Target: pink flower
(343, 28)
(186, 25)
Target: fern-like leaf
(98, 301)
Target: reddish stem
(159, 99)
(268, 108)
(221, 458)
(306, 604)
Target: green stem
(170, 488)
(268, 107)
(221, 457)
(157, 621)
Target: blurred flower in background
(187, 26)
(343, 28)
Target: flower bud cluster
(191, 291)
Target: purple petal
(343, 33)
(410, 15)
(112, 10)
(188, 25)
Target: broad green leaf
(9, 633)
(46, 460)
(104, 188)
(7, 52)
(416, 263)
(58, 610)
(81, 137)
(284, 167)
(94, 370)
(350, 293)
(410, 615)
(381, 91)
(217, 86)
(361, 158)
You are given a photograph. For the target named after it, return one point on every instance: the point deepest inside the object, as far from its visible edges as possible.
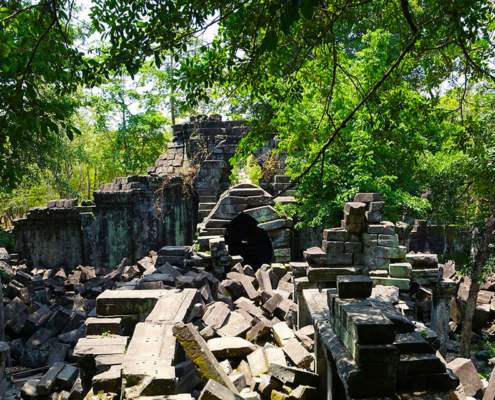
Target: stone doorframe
(257, 203)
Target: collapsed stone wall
(138, 213)
(122, 222)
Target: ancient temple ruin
(178, 285)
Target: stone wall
(136, 214)
(123, 222)
(438, 239)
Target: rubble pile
(386, 355)
(238, 336)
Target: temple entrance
(244, 238)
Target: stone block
(368, 197)
(349, 286)
(202, 355)
(419, 364)
(377, 354)
(235, 325)
(290, 375)
(216, 391)
(108, 381)
(330, 274)
(46, 384)
(230, 347)
(263, 214)
(374, 216)
(147, 378)
(299, 356)
(422, 260)
(258, 362)
(400, 270)
(332, 247)
(401, 283)
(67, 377)
(98, 326)
(353, 247)
(467, 374)
(282, 333)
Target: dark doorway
(244, 238)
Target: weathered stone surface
(402, 284)
(400, 270)
(282, 333)
(97, 326)
(148, 378)
(298, 354)
(202, 354)
(368, 197)
(467, 374)
(216, 315)
(108, 381)
(258, 362)
(349, 286)
(230, 347)
(216, 391)
(387, 294)
(293, 375)
(47, 382)
(67, 377)
(235, 325)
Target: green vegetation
(395, 97)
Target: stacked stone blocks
(365, 244)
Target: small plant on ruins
(185, 177)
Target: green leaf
(269, 42)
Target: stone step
(419, 364)
(100, 326)
(328, 274)
(202, 214)
(206, 206)
(412, 343)
(180, 251)
(214, 231)
(207, 199)
(282, 179)
(402, 284)
(280, 186)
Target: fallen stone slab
(261, 329)
(46, 384)
(108, 381)
(282, 333)
(230, 347)
(258, 363)
(174, 307)
(467, 374)
(215, 391)
(293, 375)
(216, 314)
(275, 355)
(152, 342)
(99, 326)
(122, 302)
(354, 287)
(235, 325)
(201, 354)
(299, 356)
(148, 378)
(67, 377)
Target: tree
(39, 70)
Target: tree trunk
(2, 319)
(481, 258)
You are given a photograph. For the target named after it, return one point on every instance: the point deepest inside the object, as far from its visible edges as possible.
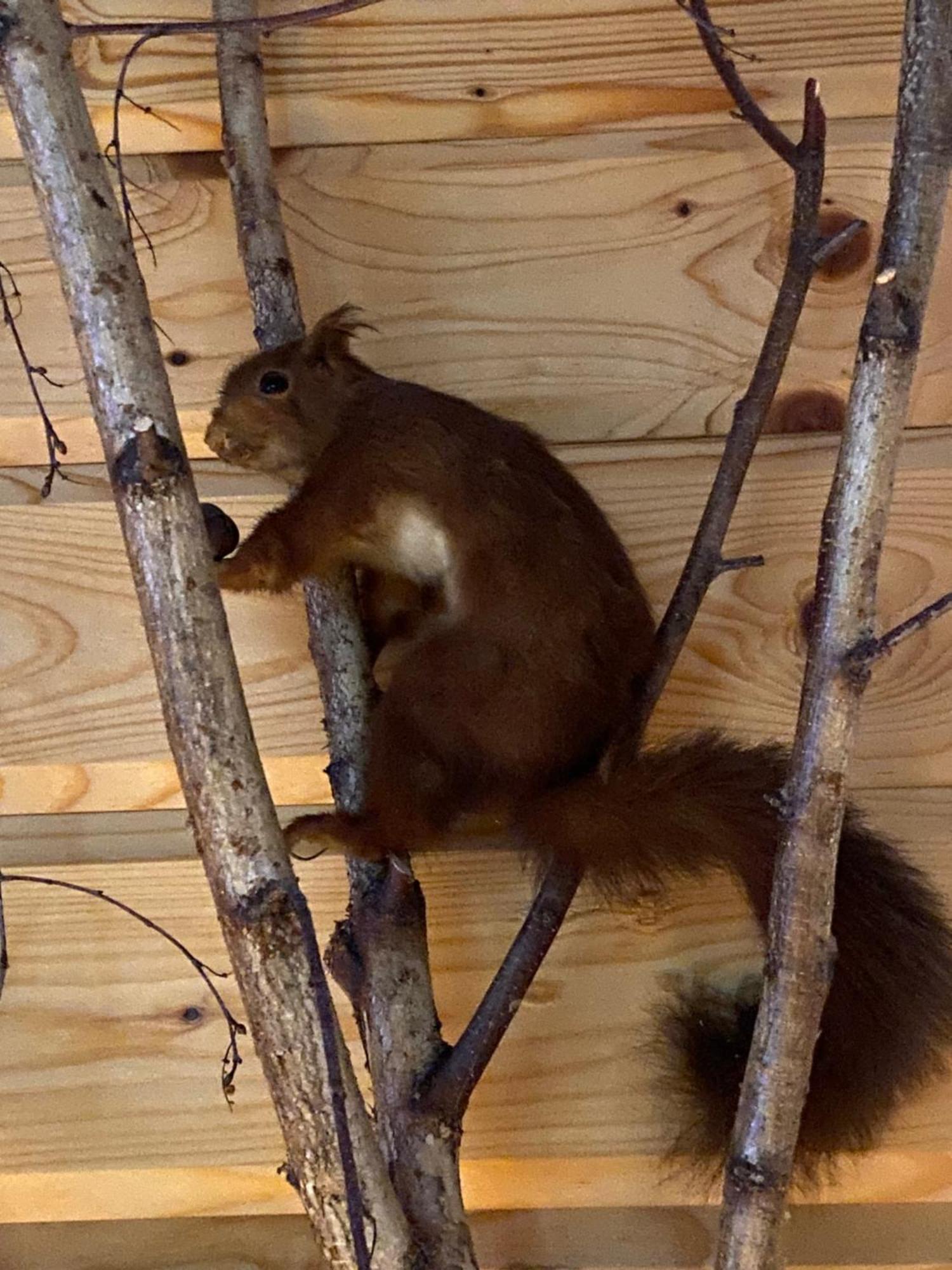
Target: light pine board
(112, 1107)
(407, 70)
(576, 1240)
(596, 288)
(82, 721)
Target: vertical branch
(263, 915)
(384, 939)
(800, 949)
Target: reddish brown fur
(512, 647)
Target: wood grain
(491, 68)
(109, 1074)
(82, 722)
(576, 1240)
(596, 288)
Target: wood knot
(807, 411)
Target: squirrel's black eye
(274, 384)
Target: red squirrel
(506, 684)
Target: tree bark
(800, 951)
(380, 952)
(263, 915)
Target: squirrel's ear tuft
(329, 340)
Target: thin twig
(276, 22)
(453, 1083)
(232, 1059)
(800, 952)
(4, 951)
(870, 651)
(388, 971)
(55, 445)
(762, 124)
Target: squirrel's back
(708, 803)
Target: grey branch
(393, 994)
(800, 949)
(261, 909)
(873, 648)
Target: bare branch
(748, 110)
(55, 445)
(232, 1059)
(451, 1086)
(265, 919)
(800, 948)
(734, 565)
(385, 934)
(871, 650)
(276, 22)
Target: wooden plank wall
(544, 206)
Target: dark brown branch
(232, 1059)
(453, 1083)
(800, 948)
(870, 651)
(265, 920)
(262, 26)
(4, 951)
(388, 968)
(733, 565)
(451, 1086)
(55, 445)
(748, 110)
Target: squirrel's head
(279, 411)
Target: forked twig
(451, 1084)
(55, 445)
(214, 27)
(232, 1059)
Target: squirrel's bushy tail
(888, 1023)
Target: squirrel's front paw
(310, 836)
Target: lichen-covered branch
(453, 1083)
(266, 923)
(384, 938)
(800, 951)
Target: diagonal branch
(265, 919)
(214, 27)
(800, 948)
(385, 932)
(871, 650)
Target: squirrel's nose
(216, 438)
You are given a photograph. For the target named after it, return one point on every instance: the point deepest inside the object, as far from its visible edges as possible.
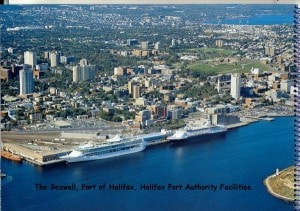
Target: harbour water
(236, 165)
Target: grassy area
(214, 51)
(283, 184)
(217, 68)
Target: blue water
(245, 156)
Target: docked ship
(10, 156)
(113, 147)
(197, 133)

*DIRECTIONS*.
Omit the images and transcribe all of the records above word for word.

*THE RESULT*.
Target: pink flower
(343, 28)
(186, 25)
Target: fern-like leaf
(98, 301)
Target: reddish stem
(159, 99)
(268, 108)
(221, 458)
(306, 604)
Target: green stem
(170, 488)
(268, 107)
(221, 457)
(157, 621)
Target: blurred flower in background
(187, 26)
(343, 28)
Target: flower bud cluster
(191, 291)
Target: purple petal
(343, 33)
(410, 15)
(112, 10)
(188, 25)
Target: broad green leaf
(9, 633)
(46, 460)
(104, 188)
(7, 52)
(416, 263)
(58, 610)
(81, 137)
(284, 167)
(94, 370)
(350, 293)
(410, 615)
(381, 91)
(217, 86)
(361, 158)
You are given a photograph. For the target named after it, return one point on every instance: the point deepest inside the object, as far from its visible edges as possible.
Target: stone doorframe
(257, 203)
Target: collapsed stone wall
(138, 213)
(122, 222)
Target: ancient temple ruin
(178, 285)
Target: stone wall
(136, 214)
(123, 222)
(438, 239)
Target: rubble pile
(386, 355)
(238, 336)
Target: temple entrance
(244, 238)
Target: stone block
(368, 197)
(349, 286)
(202, 355)
(419, 364)
(377, 354)
(235, 325)
(290, 375)
(216, 391)
(108, 381)
(330, 274)
(46, 384)
(230, 347)
(263, 214)
(374, 216)
(147, 378)
(299, 356)
(422, 260)
(258, 362)
(400, 270)
(332, 247)
(401, 283)
(67, 377)
(98, 326)
(353, 247)
(467, 374)
(282, 333)
Target: dark doorway
(244, 238)
Target: weathered stone surface
(402, 284)
(400, 270)
(282, 333)
(97, 326)
(148, 378)
(298, 354)
(202, 354)
(368, 197)
(467, 374)
(216, 315)
(108, 381)
(258, 362)
(349, 286)
(230, 347)
(216, 391)
(387, 294)
(293, 375)
(47, 382)
(67, 377)
(235, 325)
Target: green vegetation
(395, 97)
Target: stacked stone blocks
(365, 244)
Target: small plant on ruins
(185, 177)
Target: green leaf
(269, 42)
Target: stone step
(419, 364)
(100, 326)
(328, 274)
(202, 214)
(206, 206)
(412, 343)
(180, 251)
(214, 231)
(207, 199)
(282, 179)
(402, 284)
(280, 186)
Target: fallen stone slab
(261, 329)
(46, 384)
(108, 381)
(282, 333)
(230, 347)
(258, 363)
(174, 307)
(467, 374)
(215, 391)
(293, 375)
(216, 314)
(275, 355)
(152, 342)
(99, 326)
(122, 302)
(354, 287)
(235, 325)
(201, 354)
(299, 356)
(148, 378)
(67, 377)
Target: tree
(39, 70)
Target: tree trunk
(2, 319)
(481, 258)
You are given a photograph. For the target named after it, return one point on every instance: the point deepest inside the object, as far from its visible edges as possible.
Target: light pine board
(112, 1107)
(407, 70)
(576, 1240)
(596, 288)
(82, 721)
Target: vertical branch
(263, 915)
(384, 939)
(800, 949)
Target: reddish brown fur
(512, 647)
Target: wood grain
(491, 68)
(109, 1074)
(82, 722)
(576, 1240)
(596, 288)
Target: wood knot
(807, 411)
Target: squirrel's black eye
(274, 384)
Target: red squirrel
(506, 684)
Target: tree bark
(800, 951)
(380, 952)
(263, 915)
Target: squirrel's ear tuft
(329, 340)
Target: thin twig
(276, 22)
(453, 1083)
(232, 1059)
(800, 952)
(4, 951)
(870, 651)
(388, 971)
(55, 445)
(762, 124)
Target: squirrel's back
(708, 803)
Target: grey branch
(393, 994)
(800, 949)
(261, 909)
(873, 648)
Target: bare branch
(748, 110)
(55, 445)
(232, 1059)
(451, 1086)
(265, 919)
(800, 948)
(734, 565)
(385, 934)
(871, 650)
(276, 22)
Target: wooden plank wall
(544, 206)
Target: dark brown branch
(232, 1059)
(453, 1083)
(800, 948)
(870, 651)
(265, 920)
(262, 26)
(4, 951)
(388, 968)
(733, 565)
(451, 1086)
(55, 445)
(748, 110)
Target: squirrel's head
(279, 411)
Target: forked twig
(451, 1084)
(55, 445)
(214, 27)
(232, 1059)
Target: squirrel's bushy tail
(888, 1023)
Target: squirrel's front paw
(310, 836)
Target: lichen-covered branch
(453, 1083)
(266, 923)
(384, 938)
(800, 951)
Target: diagonal branch
(265, 919)
(214, 27)
(800, 948)
(385, 932)
(871, 650)
Target: squirrel's nose
(216, 438)
You are given a photograph. For the target named after it, return one point on every instance: the point deepest inside the object, as far from its visible edges as possible.
Target: harbour water
(236, 165)
Target: grassy area
(214, 51)
(283, 184)
(217, 68)
Target: blue water
(245, 156)
Target: docked ship
(10, 156)
(113, 147)
(197, 133)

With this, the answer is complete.